• _DIRECTIONS FOR THIS TASK_
Gather, from the listing beneath this task, every line holding the string "door".

• _EXTRACTED ENTRIES_
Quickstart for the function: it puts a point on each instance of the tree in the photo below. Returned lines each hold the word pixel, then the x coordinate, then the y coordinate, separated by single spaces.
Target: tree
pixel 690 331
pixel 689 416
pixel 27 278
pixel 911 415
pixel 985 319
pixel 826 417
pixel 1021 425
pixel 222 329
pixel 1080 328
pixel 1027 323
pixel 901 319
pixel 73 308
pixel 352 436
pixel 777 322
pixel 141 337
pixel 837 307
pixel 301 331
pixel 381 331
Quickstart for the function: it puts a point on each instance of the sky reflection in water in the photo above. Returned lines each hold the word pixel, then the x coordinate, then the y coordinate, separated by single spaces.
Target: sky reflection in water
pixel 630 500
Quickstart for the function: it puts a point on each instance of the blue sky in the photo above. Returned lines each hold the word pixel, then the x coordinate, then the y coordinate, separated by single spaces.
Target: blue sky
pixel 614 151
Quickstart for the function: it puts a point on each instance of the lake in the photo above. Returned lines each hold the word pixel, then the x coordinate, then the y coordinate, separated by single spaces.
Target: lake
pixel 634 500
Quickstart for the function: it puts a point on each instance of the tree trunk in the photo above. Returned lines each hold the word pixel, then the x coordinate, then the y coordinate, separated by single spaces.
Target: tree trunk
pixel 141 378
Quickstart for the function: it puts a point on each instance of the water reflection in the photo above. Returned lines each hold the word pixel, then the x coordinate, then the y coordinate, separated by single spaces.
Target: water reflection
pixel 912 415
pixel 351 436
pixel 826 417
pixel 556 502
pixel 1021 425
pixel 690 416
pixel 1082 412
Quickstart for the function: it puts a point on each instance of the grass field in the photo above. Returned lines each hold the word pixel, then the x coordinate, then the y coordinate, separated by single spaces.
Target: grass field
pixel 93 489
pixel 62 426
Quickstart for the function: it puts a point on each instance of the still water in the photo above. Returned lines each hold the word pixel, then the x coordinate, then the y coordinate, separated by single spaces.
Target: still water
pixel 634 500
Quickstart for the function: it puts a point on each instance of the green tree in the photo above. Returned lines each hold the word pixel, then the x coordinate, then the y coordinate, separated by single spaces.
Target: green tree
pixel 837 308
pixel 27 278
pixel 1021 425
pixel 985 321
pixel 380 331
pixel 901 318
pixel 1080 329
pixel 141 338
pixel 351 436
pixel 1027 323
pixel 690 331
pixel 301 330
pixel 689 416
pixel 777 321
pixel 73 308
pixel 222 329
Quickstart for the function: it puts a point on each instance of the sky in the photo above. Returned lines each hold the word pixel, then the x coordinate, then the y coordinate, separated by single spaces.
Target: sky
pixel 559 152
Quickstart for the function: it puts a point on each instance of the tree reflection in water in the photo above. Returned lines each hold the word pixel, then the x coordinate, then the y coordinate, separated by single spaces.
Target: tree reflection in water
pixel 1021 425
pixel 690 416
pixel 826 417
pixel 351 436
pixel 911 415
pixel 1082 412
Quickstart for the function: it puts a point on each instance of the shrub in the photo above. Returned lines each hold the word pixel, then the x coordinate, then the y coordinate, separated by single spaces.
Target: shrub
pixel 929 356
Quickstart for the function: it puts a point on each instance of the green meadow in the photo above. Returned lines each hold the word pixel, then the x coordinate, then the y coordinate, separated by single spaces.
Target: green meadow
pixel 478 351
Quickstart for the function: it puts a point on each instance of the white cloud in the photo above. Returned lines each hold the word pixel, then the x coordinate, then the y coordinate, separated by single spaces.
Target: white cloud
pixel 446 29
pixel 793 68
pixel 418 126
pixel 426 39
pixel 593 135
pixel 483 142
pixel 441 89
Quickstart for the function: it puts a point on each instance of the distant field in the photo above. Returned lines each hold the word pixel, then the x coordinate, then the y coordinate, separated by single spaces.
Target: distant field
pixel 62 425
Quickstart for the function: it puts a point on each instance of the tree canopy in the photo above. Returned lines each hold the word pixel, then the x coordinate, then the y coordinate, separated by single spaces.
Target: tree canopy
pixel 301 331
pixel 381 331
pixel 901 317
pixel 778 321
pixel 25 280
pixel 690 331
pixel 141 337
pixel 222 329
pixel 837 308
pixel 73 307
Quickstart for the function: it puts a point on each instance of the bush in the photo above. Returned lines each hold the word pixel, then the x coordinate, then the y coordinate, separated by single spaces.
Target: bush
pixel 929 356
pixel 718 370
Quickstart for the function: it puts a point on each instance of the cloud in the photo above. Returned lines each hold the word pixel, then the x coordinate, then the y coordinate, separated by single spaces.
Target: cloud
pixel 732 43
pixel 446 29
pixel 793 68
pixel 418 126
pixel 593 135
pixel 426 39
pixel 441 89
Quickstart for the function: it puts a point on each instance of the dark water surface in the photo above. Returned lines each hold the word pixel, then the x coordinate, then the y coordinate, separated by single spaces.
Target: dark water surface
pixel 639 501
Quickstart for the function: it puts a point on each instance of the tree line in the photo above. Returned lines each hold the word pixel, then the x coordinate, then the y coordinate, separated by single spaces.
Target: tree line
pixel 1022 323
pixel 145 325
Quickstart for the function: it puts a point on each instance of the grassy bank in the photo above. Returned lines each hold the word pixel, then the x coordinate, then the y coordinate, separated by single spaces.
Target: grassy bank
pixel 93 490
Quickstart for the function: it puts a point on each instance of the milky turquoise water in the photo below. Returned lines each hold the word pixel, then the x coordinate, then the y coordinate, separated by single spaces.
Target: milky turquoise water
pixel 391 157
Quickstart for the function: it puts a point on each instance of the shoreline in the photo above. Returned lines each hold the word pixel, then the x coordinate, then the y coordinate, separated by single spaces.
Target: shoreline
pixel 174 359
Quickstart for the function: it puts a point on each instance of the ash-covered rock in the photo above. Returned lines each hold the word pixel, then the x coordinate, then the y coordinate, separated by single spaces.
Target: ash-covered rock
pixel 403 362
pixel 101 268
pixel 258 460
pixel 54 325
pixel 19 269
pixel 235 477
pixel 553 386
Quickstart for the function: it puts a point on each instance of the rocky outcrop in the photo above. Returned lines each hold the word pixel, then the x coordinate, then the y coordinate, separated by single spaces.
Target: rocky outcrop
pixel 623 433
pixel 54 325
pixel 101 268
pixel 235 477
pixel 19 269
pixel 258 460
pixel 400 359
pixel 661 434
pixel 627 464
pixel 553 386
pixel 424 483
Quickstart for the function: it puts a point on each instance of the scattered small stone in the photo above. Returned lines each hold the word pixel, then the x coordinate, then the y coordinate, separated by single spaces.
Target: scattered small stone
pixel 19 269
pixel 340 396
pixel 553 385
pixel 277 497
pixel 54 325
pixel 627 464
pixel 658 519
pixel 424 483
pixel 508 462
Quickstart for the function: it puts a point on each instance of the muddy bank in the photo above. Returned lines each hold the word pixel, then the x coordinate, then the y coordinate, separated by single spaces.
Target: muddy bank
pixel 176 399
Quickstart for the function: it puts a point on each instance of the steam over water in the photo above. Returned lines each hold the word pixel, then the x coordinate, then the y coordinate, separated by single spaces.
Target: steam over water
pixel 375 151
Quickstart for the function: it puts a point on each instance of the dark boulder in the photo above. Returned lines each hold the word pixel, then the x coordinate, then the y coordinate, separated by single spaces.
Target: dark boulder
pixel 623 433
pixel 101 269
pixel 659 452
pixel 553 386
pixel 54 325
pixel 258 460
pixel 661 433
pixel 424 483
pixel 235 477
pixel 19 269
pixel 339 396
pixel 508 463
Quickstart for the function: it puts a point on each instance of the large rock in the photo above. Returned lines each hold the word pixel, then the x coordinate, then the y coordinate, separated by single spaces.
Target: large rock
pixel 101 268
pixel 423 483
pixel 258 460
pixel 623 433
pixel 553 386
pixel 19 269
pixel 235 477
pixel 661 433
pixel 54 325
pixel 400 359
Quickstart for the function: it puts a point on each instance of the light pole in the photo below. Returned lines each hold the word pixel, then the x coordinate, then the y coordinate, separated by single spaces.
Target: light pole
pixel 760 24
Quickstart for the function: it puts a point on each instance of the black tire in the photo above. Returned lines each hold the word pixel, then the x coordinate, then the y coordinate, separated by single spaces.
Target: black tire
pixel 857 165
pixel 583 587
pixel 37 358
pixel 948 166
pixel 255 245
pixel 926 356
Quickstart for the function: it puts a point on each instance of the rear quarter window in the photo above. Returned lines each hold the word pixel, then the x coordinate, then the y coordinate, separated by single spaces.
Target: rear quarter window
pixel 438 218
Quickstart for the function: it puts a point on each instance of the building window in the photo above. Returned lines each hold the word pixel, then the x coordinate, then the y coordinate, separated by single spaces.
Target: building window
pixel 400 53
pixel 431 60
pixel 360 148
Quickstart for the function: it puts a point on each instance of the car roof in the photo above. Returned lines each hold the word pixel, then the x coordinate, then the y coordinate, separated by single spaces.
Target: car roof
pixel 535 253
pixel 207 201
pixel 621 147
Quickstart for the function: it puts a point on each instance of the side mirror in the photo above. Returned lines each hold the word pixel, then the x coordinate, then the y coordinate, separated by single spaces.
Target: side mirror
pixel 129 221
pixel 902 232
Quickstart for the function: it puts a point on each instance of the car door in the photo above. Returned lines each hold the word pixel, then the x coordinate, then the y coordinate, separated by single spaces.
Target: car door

• _FINAL ANSWER_
Quickstart for the function: it puts a point on each instance of the car door in the photo above. Returned lines each hold the word pixel, then the x coordinate, then the y coordinate, separated by single spaces.
Target: car door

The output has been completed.